▶ YOUR GOAL:
Print the lines from the one containing "--target person in hooded jacket" through the one containing "M 208 95 L 208", inclusive, and leave out any pictures.

▶ Excerpts from annotation records:
┄┄┄┄┄┄┄┄┄┄┄┄┄┄┄┄┄┄┄┄

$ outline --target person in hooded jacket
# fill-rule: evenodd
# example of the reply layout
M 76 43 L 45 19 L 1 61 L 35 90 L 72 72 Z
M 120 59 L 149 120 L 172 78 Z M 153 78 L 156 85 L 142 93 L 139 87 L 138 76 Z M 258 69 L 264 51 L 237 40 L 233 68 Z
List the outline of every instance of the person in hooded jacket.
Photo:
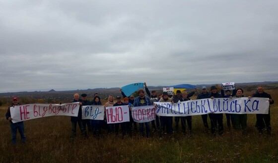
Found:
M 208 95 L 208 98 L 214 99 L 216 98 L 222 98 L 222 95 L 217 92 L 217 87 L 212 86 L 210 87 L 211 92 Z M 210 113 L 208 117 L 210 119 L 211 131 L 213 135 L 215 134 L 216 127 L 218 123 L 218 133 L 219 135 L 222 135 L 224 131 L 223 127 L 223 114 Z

┄┄┄┄┄┄┄┄┄┄┄┄┄┄┄┄┄┄┄┄

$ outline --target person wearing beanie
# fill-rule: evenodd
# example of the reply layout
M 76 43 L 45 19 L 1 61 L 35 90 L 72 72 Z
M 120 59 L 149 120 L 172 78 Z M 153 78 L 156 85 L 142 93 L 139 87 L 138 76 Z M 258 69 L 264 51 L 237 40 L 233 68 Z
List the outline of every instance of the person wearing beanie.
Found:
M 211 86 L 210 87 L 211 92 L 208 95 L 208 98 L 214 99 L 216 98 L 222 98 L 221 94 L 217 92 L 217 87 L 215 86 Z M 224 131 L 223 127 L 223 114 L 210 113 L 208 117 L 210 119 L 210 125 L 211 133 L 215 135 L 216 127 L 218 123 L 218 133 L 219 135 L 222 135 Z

┄┄┄┄┄┄┄┄┄┄┄┄┄┄┄┄┄┄┄┄

▶ OUTPUT FOR THIS TASK:
$ outline --target person in hooded jacket
# fill-rule: evenodd
# example of the reply layout
M 76 43 L 45 19 L 1 61 L 35 90 L 72 72 Z
M 120 59 L 149 120 L 172 78 Z M 153 78 L 156 85 L 142 93 L 139 87 L 138 76 Z M 258 69 L 264 51 L 237 40 L 233 68 Z
List the outline of every instance of the person in hooded jacket.
Photo:
Found:
M 208 95 L 208 98 L 214 99 L 216 98 L 222 98 L 222 95 L 217 92 L 217 87 L 212 86 L 210 87 L 211 92 Z M 210 113 L 208 117 L 210 119 L 211 131 L 213 135 L 215 134 L 216 127 L 218 123 L 218 133 L 219 135 L 222 135 L 224 131 L 223 127 L 223 114 Z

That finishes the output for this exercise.